HOW TO COMPLETE THIS TASK =>
Whenever the word "stucco" shows up in a line of the data, copy that line.

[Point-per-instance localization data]
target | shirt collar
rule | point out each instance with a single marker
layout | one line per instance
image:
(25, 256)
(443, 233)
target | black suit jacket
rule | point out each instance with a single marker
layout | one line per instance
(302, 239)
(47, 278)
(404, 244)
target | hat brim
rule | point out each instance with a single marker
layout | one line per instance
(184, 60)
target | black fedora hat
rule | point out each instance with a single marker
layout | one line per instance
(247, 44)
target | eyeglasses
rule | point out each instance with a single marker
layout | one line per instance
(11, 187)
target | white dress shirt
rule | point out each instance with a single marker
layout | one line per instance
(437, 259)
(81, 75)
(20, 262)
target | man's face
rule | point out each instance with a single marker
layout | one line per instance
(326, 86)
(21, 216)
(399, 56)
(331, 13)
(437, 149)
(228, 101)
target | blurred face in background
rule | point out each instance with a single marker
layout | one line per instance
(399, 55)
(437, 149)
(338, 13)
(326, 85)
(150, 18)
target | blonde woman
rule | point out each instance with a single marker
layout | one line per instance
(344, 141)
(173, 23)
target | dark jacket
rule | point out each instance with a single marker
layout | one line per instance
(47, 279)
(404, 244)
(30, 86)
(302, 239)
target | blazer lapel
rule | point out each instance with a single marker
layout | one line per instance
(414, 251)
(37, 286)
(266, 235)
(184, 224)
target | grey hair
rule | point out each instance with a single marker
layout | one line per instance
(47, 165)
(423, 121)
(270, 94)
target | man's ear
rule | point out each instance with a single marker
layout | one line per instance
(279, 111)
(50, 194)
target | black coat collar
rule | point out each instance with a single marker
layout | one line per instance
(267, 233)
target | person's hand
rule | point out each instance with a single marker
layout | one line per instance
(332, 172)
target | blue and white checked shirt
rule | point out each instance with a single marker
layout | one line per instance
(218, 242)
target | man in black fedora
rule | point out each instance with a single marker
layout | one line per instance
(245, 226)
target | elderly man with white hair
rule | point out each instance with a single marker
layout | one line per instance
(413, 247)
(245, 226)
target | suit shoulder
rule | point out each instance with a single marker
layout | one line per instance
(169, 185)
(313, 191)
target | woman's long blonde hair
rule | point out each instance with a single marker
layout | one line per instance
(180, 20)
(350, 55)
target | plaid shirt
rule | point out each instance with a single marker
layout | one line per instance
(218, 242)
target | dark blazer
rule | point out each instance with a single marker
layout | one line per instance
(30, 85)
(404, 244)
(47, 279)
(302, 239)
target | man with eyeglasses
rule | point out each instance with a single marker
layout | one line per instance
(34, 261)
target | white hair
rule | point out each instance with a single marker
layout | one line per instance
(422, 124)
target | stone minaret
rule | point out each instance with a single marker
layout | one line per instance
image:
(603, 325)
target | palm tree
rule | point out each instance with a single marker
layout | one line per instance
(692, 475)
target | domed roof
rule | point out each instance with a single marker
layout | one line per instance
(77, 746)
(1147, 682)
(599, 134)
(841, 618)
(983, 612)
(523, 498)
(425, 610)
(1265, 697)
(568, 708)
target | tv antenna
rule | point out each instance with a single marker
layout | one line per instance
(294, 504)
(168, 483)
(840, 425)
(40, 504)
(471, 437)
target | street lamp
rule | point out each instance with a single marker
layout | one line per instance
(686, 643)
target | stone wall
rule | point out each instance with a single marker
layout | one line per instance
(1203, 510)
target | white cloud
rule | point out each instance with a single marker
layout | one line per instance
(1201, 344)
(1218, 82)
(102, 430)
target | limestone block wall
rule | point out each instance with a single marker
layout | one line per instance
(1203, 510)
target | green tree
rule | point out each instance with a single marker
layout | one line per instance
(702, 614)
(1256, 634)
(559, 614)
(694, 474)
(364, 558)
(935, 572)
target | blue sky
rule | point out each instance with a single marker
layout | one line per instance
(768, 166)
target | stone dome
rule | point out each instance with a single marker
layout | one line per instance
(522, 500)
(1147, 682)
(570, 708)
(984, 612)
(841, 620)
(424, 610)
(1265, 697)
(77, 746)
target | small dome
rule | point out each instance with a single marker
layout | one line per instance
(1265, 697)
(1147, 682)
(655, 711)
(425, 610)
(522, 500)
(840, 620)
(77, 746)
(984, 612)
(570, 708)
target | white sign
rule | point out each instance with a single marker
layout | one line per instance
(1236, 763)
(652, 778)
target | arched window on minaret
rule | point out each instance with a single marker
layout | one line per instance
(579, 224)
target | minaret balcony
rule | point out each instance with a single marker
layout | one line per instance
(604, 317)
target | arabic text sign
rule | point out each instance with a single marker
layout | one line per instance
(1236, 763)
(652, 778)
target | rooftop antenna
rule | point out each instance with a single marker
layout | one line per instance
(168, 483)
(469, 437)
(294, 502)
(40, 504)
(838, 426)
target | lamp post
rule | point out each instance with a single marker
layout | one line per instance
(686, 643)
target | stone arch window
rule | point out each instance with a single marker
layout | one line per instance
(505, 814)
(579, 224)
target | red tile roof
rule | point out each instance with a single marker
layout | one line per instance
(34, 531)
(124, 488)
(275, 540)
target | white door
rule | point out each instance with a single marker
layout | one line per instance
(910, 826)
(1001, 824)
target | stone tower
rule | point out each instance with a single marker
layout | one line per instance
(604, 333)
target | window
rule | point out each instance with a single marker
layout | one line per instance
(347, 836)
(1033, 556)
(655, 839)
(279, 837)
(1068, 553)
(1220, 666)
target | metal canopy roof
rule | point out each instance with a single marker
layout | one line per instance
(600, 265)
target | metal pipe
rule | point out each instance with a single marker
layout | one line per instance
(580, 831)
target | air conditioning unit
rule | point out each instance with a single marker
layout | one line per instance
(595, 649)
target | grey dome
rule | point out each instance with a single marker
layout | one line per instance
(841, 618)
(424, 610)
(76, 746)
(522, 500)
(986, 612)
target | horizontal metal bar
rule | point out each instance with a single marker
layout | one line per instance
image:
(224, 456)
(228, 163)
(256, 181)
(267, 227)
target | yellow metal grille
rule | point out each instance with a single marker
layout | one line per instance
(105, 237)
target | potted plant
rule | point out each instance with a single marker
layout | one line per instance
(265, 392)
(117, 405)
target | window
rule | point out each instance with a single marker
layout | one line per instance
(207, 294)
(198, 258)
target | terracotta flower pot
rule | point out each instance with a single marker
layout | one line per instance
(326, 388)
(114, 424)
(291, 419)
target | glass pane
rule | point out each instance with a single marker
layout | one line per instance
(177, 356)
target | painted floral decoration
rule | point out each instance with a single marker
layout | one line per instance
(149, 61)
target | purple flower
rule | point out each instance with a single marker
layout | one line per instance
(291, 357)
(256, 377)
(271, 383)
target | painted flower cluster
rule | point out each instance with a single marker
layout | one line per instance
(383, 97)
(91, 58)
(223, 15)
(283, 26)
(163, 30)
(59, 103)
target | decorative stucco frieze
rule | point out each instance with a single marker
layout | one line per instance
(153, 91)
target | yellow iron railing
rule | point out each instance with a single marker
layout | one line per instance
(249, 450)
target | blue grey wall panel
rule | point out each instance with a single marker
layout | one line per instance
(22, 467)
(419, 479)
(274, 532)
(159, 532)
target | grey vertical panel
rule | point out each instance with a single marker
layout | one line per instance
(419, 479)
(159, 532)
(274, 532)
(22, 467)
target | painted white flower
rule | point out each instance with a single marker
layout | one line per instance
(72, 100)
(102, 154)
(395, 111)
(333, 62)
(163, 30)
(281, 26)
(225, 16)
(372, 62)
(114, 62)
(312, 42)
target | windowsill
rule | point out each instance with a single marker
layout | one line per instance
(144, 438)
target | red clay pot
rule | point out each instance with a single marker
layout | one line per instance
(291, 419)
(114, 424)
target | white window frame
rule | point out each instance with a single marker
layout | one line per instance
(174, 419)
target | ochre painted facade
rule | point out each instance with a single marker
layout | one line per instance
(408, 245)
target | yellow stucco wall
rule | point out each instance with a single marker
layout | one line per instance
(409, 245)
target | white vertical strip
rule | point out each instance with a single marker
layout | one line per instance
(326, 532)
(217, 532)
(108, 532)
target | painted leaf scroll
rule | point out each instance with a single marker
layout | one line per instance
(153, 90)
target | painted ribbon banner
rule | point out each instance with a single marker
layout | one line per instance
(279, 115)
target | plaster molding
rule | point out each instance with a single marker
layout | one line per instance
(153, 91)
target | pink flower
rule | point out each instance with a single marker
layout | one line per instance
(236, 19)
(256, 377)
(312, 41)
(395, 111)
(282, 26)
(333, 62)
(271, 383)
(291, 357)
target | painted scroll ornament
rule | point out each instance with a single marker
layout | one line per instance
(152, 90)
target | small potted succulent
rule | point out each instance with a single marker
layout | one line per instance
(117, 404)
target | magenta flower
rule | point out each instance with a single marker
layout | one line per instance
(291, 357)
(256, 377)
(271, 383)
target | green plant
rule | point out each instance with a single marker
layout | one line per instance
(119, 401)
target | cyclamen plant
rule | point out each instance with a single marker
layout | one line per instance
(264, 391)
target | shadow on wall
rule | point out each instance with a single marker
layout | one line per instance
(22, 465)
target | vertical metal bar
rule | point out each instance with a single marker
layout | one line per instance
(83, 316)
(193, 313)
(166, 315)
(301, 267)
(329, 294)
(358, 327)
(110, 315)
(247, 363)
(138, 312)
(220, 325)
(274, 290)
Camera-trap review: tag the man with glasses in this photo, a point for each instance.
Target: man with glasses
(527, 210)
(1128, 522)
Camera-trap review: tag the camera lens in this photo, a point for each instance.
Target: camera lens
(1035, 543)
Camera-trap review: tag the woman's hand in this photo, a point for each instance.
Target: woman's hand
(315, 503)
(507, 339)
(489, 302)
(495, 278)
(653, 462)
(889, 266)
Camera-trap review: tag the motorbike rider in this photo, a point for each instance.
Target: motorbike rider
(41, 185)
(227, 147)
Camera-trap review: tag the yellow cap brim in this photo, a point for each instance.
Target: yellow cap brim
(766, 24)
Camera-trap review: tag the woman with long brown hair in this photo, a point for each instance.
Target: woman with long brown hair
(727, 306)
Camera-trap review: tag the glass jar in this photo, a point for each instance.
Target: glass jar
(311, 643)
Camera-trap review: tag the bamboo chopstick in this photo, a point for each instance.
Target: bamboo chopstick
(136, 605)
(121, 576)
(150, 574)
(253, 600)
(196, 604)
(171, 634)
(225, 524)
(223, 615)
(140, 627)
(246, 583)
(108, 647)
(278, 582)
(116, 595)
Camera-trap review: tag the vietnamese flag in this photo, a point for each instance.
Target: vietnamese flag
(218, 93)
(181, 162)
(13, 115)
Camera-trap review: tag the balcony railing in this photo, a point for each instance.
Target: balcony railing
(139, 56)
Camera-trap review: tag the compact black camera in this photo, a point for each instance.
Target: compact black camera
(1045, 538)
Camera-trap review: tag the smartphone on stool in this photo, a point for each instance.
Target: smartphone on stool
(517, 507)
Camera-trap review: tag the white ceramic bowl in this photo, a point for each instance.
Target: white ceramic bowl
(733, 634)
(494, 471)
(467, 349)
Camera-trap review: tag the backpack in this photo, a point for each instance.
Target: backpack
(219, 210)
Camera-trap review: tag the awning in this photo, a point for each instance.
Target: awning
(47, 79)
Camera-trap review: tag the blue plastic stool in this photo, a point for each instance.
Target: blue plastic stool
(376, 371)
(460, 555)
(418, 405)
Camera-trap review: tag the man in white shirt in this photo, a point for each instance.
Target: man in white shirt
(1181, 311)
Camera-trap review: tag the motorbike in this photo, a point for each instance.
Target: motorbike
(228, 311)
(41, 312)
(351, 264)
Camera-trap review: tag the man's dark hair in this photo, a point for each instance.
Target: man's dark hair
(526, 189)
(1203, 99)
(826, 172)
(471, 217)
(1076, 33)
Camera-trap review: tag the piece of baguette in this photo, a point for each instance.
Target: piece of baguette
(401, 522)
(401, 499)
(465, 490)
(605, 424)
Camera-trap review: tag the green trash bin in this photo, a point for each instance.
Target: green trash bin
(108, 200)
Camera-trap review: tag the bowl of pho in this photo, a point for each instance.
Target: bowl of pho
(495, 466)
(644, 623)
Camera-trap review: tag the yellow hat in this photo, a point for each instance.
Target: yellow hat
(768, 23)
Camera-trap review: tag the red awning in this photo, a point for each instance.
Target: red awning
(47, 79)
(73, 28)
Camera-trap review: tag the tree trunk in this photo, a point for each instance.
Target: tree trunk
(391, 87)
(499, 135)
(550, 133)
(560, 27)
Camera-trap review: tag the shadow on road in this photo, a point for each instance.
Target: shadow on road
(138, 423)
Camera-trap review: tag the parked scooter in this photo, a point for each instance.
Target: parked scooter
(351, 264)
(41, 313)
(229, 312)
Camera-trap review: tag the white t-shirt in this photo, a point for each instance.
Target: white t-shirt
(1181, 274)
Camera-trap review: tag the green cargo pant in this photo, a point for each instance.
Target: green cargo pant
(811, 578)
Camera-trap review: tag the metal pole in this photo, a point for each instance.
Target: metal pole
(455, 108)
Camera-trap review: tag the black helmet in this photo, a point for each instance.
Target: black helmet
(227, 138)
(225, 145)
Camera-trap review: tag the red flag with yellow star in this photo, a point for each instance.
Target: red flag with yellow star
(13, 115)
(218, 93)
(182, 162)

EXERCISE OUTPUT =>
target | decorative stucco frieze
target | yellow stucco wall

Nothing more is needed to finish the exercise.